Short problem 1: Summarize the passage on transformers and Hopfield networks in two sentences.
Short problem 2: Write the next part of the passage on transformers and Hopfield networks, picking up after its final sentence.

Source excerpt:
Transformers work using a mechanism called self-attention, in which every input — a word, a pixel, a number in a sequence — is always connected to every other input. (Other neural networks connect inputs only to certain other inputs.) But while transformers were designed for language tasks, they’ve since excelled at other tasks such as classifying images — and now, modeling the brain.
In 2020, a group led by Sepp Hochreiter, a computer scientist at Johannes Kepler University Linz in Austria, used a transformer to retool a powerful, long-standing model of memory retrieval called a Hopfield network. First introduced 40 years ago by the Princeton physicist John Hopfield, these networks follow a general rule: Neurons that are active at the same time build strong connections with each other.
Hochreiter and his collaborators, noting that researchers have been looking for better models of memory retrieval, saw a connection between how a new class of Hopfield networks retrieve memories and how transformers perform attention. These new Hopfield networks, developed by Hopfield and Dmitry Krotov at the MIT-IBM Watson AI Lab, can store and retrieve more memories compared to the standard Hopfield networks because of more effective connections. Hochreiter’s team upgraded these networks by adding a rule that acts like the attention mechanism in transformers.

Stored dataset items:

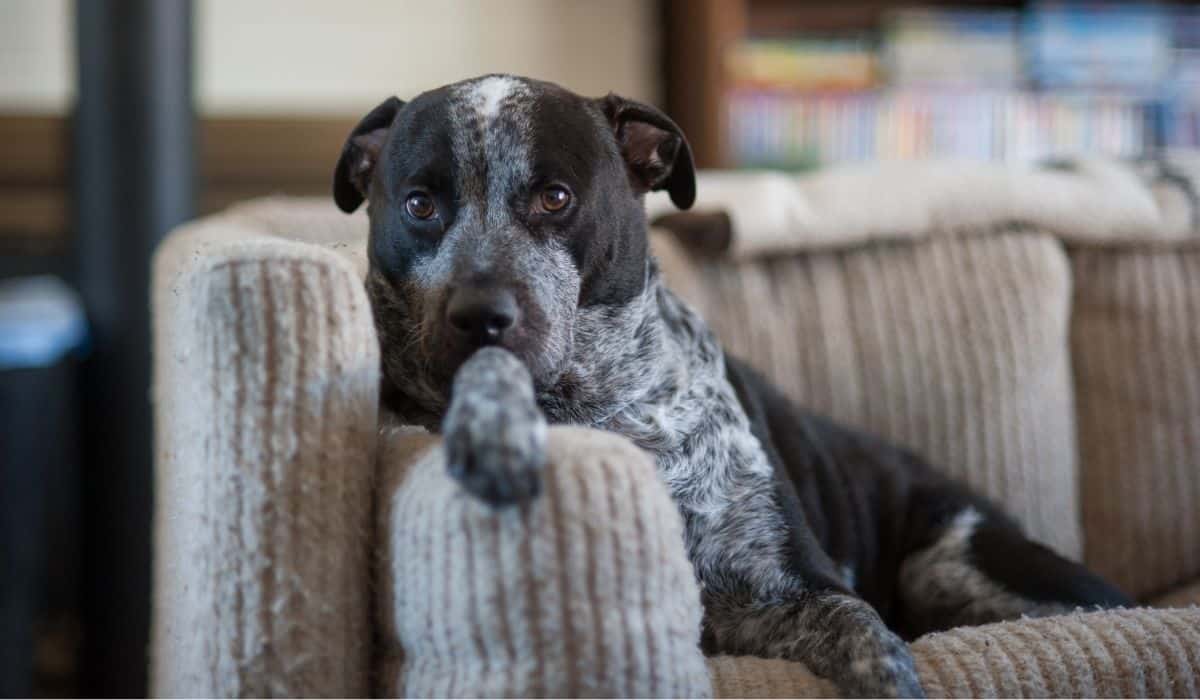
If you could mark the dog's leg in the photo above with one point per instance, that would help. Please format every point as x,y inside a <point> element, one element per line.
<point>976,567</point>
<point>493,430</point>
<point>837,635</point>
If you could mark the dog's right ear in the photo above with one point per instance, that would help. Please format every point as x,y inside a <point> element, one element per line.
<point>360,154</point>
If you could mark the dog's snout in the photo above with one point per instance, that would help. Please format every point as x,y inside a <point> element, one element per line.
<point>483,313</point>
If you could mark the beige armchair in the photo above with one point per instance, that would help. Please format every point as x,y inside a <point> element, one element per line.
<point>1037,350</point>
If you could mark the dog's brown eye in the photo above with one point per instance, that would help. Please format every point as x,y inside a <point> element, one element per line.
<point>555,198</point>
<point>419,205</point>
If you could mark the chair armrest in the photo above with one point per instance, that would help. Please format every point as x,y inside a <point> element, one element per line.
<point>585,592</point>
<point>1116,653</point>
<point>267,374</point>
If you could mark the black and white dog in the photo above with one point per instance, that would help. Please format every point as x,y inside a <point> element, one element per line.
<point>511,286</point>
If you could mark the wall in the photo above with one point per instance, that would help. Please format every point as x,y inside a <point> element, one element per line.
<point>321,57</point>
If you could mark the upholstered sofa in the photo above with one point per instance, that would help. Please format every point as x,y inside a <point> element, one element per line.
<point>1035,330</point>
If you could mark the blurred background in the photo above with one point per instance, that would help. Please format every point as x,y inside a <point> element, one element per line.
<point>120,119</point>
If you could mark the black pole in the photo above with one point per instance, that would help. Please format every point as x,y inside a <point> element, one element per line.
<point>135,163</point>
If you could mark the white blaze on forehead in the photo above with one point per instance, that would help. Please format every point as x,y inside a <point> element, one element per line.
<point>486,95</point>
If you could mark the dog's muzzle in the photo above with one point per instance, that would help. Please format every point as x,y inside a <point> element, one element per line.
<point>481,315</point>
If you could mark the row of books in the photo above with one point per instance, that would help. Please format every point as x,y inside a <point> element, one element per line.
<point>1050,46</point>
<point>802,131</point>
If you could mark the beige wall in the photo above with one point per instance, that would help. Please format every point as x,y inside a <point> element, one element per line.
<point>342,57</point>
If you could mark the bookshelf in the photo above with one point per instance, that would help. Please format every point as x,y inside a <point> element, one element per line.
<point>1025,118</point>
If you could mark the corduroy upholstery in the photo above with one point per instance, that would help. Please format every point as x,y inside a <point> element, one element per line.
<point>267,375</point>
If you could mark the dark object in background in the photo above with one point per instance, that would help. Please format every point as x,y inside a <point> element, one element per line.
<point>135,172</point>
<point>41,330</point>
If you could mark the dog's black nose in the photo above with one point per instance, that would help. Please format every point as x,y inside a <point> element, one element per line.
<point>481,313</point>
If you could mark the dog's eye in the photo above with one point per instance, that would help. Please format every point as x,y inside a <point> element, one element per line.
<point>420,205</point>
<point>555,198</point>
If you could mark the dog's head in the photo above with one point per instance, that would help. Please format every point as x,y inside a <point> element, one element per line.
<point>501,208</point>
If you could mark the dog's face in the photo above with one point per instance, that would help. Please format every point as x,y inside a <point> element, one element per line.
<point>499,209</point>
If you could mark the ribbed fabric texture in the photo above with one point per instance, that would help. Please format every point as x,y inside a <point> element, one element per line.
<point>587,592</point>
<point>265,388</point>
<point>1135,336</point>
<point>957,348</point>
<point>1126,653</point>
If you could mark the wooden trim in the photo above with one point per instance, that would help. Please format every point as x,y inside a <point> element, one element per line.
<point>697,34</point>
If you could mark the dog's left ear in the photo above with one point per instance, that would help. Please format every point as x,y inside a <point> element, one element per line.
<point>657,154</point>
<point>361,153</point>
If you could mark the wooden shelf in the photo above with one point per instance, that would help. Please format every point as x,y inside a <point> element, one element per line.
<point>699,31</point>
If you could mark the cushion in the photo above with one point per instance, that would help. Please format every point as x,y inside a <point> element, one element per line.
<point>1135,340</point>
<point>1122,653</point>
<point>586,592</point>
<point>267,375</point>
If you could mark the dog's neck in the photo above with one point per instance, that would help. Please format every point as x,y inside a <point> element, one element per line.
<point>634,358</point>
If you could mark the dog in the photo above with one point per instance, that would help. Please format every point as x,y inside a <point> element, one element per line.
<point>511,286</point>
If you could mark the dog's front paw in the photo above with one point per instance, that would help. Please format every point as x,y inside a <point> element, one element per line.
<point>493,431</point>
<point>882,666</point>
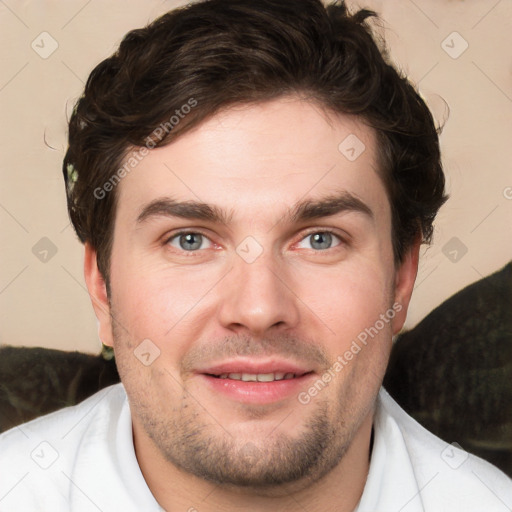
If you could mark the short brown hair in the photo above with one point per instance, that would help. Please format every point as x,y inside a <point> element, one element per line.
<point>222,52</point>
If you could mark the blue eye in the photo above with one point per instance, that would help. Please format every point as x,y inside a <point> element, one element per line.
<point>321,240</point>
<point>188,241</point>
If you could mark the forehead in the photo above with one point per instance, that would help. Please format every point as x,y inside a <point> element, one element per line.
<point>254,161</point>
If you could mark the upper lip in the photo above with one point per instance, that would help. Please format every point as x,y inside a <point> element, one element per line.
<point>253,366</point>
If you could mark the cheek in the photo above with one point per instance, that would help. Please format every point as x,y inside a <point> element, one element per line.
<point>350,299</point>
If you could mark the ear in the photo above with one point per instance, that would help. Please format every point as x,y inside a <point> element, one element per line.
<point>405,278</point>
<point>98,293</point>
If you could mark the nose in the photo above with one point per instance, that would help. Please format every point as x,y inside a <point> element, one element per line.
<point>258,296</point>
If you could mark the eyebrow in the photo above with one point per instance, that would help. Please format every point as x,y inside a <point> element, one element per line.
<point>307,210</point>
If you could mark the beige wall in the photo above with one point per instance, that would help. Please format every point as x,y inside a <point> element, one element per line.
<point>46,304</point>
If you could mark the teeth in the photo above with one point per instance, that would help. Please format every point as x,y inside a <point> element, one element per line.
<point>258,377</point>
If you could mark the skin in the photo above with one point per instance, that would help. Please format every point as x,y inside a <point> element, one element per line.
<point>198,448</point>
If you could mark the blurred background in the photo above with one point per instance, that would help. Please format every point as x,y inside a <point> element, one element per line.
<point>457,52</point>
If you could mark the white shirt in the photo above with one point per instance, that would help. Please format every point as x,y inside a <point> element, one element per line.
<point>82,458</point>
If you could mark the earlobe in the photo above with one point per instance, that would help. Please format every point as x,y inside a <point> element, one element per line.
<point>405,278</point>
<point>98,293</point>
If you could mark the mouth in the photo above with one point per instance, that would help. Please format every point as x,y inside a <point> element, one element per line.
<point>258,377</point>
<point>253,382</point>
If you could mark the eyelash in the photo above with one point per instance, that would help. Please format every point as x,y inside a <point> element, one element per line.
<point>343,240</point>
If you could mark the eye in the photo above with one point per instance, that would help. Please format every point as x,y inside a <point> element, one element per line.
<point>320,240</point>
<point>189,241</point>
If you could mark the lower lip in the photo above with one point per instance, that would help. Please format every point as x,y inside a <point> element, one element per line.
<point>258,392</point>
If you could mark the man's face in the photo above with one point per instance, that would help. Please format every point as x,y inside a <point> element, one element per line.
<point>247,314</point>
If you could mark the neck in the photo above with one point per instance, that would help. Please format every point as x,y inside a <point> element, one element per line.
<point>339,490</point>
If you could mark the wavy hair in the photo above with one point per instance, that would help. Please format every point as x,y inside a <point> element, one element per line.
<point>223,52</point>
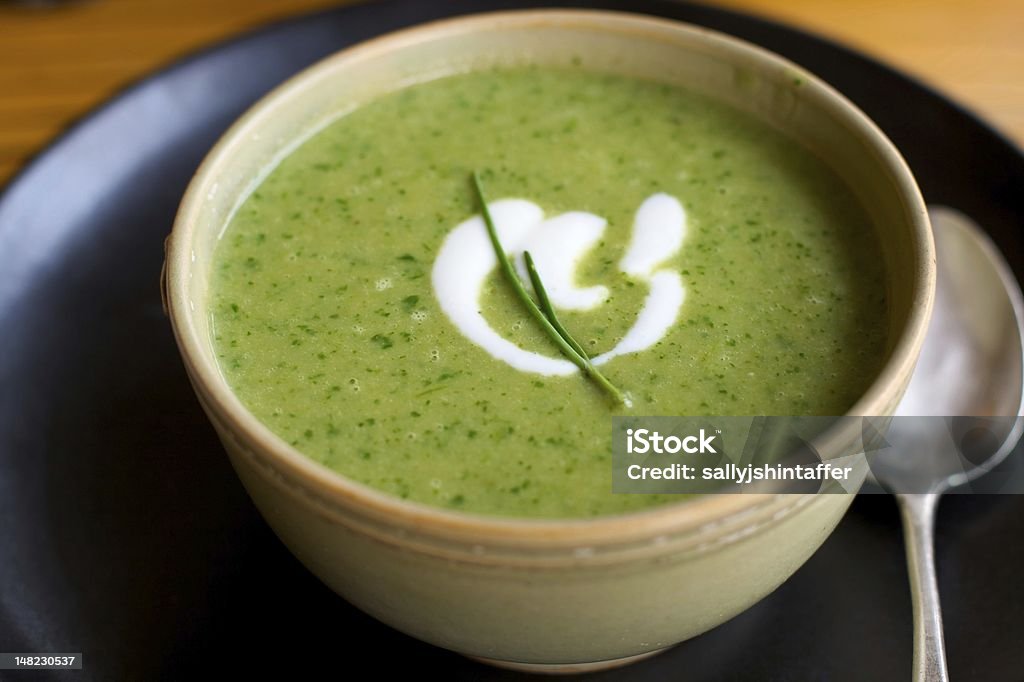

Reply 1: Transformers rely on self-attention, which connects every input to every other input, and although they were designed for language tasks, they have excelled at others such as image classification and now brain modeling. In 2020, Sepp Hochreiter's group used a transformer to retool the Hopfield network, a long-standing model of memory retrieval, by adding a rule that acts like attention to a newer class of Hopfield networks developed by John Hopfield and Dmitry Krotov that can store and retrieve more memories.

Reply 2:
Then, earlier this year, Whittington and Behrens helped further tweak the approach, modifying the transformer so that instead of treating memories as a linear sequence — like a string of words in a sentence — it encoded them as coordinates in higher-dimensional spaces. That “twist,” as the researchers called it, further improved the model’s performance on neuroscience tasks. They also showed that the model was mathematically equivalent to models of the grid cell firing patterns that neuroscientists see in fMRI scans.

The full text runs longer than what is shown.